_Your goal_.
All of the lines below should be copied word for word.
Extracted material below:
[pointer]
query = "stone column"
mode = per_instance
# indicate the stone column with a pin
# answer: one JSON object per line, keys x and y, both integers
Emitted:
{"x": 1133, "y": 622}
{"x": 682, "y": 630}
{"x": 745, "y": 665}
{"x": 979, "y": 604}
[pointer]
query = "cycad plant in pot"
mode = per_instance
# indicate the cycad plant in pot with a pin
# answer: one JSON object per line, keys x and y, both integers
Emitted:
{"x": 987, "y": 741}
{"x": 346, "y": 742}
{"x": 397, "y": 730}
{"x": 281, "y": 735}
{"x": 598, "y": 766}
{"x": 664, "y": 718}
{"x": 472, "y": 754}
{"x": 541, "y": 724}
End of Extracted material.
_Task answer_.
[pointer]
query = "stone column"
mode = per_instance
# indicate the stone column with a pin
# answer: one JSON object per line, keys x and y, both integers
Emitted:
{"x": 1133, "y": 622}
{"x": 682, "y": 630}
{"x": 745, "y": 665}
{"x": 979, "y": 604}
[pointer]
query = "cycad plant in pot"
mode = per_instance
# indicate the cycad plant in pot with a pin
# answer: one JSON object per line, keys x and y, both integers
Emitted:
{"x": 987, "y": 741}
{"x": 346, "y": 742}
{"x": 397, "y": 730}
{"x": 281, "y": 735}
{"x": 598, "y": 766}
{"x": 664, "y": 718}
{"x": 472, "y": 754}
{"x": 541, "y": 724}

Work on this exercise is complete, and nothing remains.